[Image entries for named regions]
========================================================================

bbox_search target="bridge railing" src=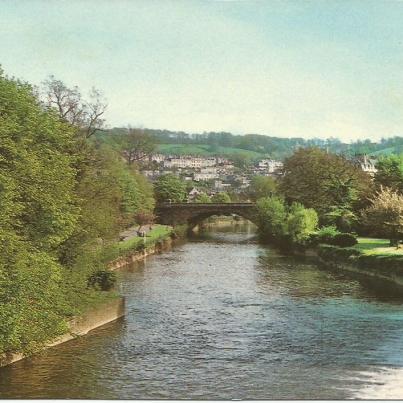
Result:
[156,202,255,208]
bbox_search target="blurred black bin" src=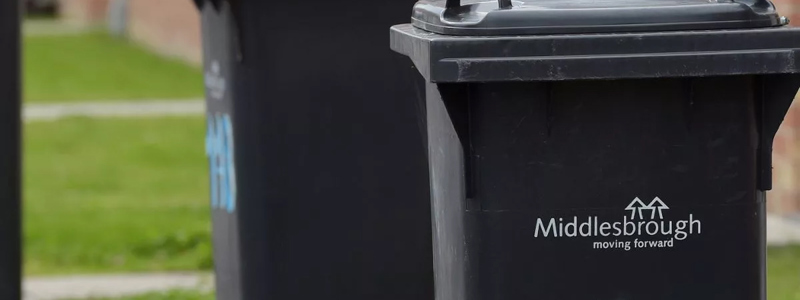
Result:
[391,0,800,300]
[196,0,433,300]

========================================================================

Direction – Please recast the records above as a Markdown table with the columns "Row" and "Line", one numbered row per line with blank lines omitted. Keep the pictures out of your answer.

Solution for this exercise –
| Row | Line |
|---|---|
| 1 | bbox_search target="bridge railing" src= |
| 2 | Result: |
| 3 | [156,202,255,208] |
| 4 | bbox_search target="blurred black bin" src= |
| 5 | Result: |
| 6 | [391,0,800,300] |
| 7 | [196,0,433,300] |